__EXERCISE BRIEF__
Return every line from the records below that has the word "wooden".

__DATA SUPPLIED__
───

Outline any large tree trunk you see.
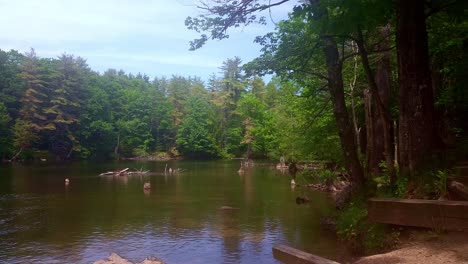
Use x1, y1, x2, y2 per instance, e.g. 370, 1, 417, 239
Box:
322, 35, 364, 186
358, 26, 394, 180
396, 0, 439, 178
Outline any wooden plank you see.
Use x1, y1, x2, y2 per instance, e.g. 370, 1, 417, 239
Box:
368, 198, 468, 230
456, 166, 468, 176
273, 245, 340, 264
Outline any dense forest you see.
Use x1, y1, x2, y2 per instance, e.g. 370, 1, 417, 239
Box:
0, 50, 340, 162
1, 0, 467, 190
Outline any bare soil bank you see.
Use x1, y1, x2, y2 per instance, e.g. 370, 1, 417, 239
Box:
355, 230, 468, 264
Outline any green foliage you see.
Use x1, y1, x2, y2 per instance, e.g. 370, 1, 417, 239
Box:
336, 201, 368, 241
0, 102, 12, 157
418, 169, 451, 198
433, 170, 449, 197
318, 169, 337, 183
336, 200, 392, 254
373, 161, 407, 198
1, 0, 466, 167
12, 119, 37, 150
394, 176, 409, 198
176, 95, 219, 158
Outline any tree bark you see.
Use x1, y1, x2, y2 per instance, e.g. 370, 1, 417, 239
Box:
396, 0, 439, 178
114, 133, 120, 160
356, 26, 394, 181
322, 35, 364, 186
349, 42, 361, 156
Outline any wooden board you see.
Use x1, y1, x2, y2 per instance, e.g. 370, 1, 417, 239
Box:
368, 198, 468, 230
273, 245, 340, 264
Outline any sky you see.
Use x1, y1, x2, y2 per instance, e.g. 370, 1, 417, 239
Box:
0, 0, 294, 81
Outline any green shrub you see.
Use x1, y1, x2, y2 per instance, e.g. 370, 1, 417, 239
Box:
336, 200, 396, 254
433, 170, 449, 197
318, 169, 337, 183
336, 201, 368, 241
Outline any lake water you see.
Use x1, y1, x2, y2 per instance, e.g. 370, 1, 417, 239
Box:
0, 160, 347, 263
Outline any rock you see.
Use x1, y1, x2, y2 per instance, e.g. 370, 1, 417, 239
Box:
320, 217, 336, 232
296, 196, 310, 204
143, 182, 151, 189
94, 253, 164, 264
448, 180, 468, 200
94, 253, 133, 264
140, 257, 164, 264
334, 183, 355, 209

───

__TASK OUTPUT__
Outline any wooden plank you see.
Outline any wooden board you see.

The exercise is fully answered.